[start Text excerpt]

Many religious people support the Noah story/fable. Last October, 2009 and last week, April 2010, two teams of scientists on the science channel and discovery channel said “No way.” Blue whales eat krill because it’s tiny, also some other small sea creatures. Their throats cannot swallow people. They also said there were no fish large enough to swallow a man at that time, megafishes had died off. I follow the science channel and discovery channel and wanted to know if I had supporters. I don’t believe every story in the Bible and if I think otherwise my church friends think I’m a heretic. Also, I don’t believe Lot’s wife turned into a pillar of salt. It’s just a story to teach us not to look back after God has released us from a place of sin. My church insist she literally turned into a pillar of salt. Maybe it’s too much for me to believe or being a thinking person, I simply don’t believe it. Even if Lot had gotten down a whale’s throat, the digestive juices would have killed him. Or is that the miracle?
Wasn’t it Jonah and the whale?
Look, the Bible explicitly describes the story of Jonah and the whale as a miracle. If you accept that, fine - just don’t try to apply science to it.
Personally, I just think it’s a good story. Whether it actually happened is irrelevant.
Jonah and not, in fact, a whale. I’m happy to go along with “tall story with a point to it”, but if we’re talking about miracles, we should bear in mind that they tend to involve something, well, miraculous. As long as God is helpfully sending along a great sea creature to swallow you whole, He might as well arrange that you won’t suffocate or be digested.
I doubt the ancient Israelites understood the concept of marine mammals. “Fish”, to them, probably meant anything vaguely fish-like.
I always thought so. A related Straight Dope column: Have any real-life Jonahs been swallowed by whales and lived?

[end Text excerpt]

▸ **What this task involves**
Can you reproduce the Jonah-and-the-whale discussion above word for word, from "Look, the Bible" to "or be digested."?

[start Data supplied]

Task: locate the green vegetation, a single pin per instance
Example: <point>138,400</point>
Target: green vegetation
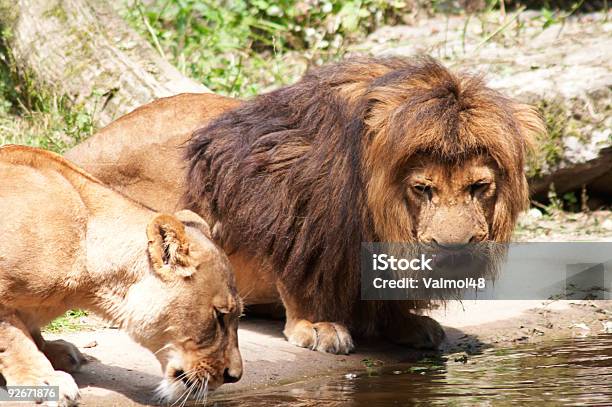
<point>239,48</point>
<point>70,321</point>
<point>37,117</point>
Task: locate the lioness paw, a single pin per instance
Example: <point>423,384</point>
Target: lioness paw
<point>327,337</point>
<point>64,356</point>
<point>68,389</point>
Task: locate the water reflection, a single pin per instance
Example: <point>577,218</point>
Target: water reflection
<point>567,372</point>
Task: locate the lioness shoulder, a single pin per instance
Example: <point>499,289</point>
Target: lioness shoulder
<point>67,240</point>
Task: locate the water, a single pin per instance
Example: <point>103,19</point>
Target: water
<point>566,372</point>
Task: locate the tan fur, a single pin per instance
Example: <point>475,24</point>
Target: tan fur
<point>68,241</point>
<point>295,179</point>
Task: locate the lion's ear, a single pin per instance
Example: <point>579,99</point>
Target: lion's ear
<point>192,219</point>
<point>169,247</point>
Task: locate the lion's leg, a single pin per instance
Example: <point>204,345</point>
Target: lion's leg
<point>300,329</point>
<point>415,331</point>
<point>62,355</point>
<point>22,364</point>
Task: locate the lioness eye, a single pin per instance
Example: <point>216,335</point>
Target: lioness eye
<point>423,189</point>
<point>220,319</point>
<point>478,187</point>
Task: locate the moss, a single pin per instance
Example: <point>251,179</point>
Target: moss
<point>57,11</point>
<point>550,146</point>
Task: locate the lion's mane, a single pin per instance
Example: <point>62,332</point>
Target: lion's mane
<point>302,175</point>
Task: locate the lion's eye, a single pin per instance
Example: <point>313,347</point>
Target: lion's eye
<point>423,189</point>
<point>220,319</point>
<point>479,187</point>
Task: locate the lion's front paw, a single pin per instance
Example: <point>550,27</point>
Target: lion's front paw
<point>64,355</point>
<point>418,332</point>
<point>328,337</point>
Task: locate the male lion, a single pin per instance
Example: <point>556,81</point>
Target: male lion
<point>66,241</point>
<point>374,149</point>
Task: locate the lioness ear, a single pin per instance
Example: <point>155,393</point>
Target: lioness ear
<point>169,247</point>
<point>192,219</point>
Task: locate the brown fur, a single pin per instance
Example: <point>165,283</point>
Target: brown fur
<point>68,241</point>
<point>302,175</point>
<point>294,180</point>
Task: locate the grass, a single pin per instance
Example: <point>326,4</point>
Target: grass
<point>37,117</point>
<point>243,47</point>
<point>69,322</point>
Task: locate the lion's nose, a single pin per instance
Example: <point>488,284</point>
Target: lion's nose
<point>229,378</point>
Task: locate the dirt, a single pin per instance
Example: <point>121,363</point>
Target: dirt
<point>122,373</point>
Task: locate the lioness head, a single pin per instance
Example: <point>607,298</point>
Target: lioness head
<point>196,338</point>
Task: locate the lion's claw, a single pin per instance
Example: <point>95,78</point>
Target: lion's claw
<point>64,355</point>
<point>329,337</point>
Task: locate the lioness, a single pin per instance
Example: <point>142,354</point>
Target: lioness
<point>67,241</point>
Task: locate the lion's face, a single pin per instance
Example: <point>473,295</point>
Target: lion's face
<point>451,205</point>
<point>199,336</point>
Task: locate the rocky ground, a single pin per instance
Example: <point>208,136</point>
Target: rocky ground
<point>559,63</point>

[end Data supplied]

▸ **Exercise response**
Look, the Bible explicitly describes the story of Jonah and the whale as a miracle. If you accept that, fine - just don’t try to apply science to it.
Personally, I just think it’s a good story. Whether it actually happened is irrelevant.
Jonah and not, in fact, a whale. I’m happy to go along with “tall story with a point to it”, but if we’re talking about miracles, we should bear in mind that they tend to involve something, well, miraculous. As long as God is helpfully sending along a great sea creature to swallow you whole, He might as well arrange that you won’t suffocate or be digested.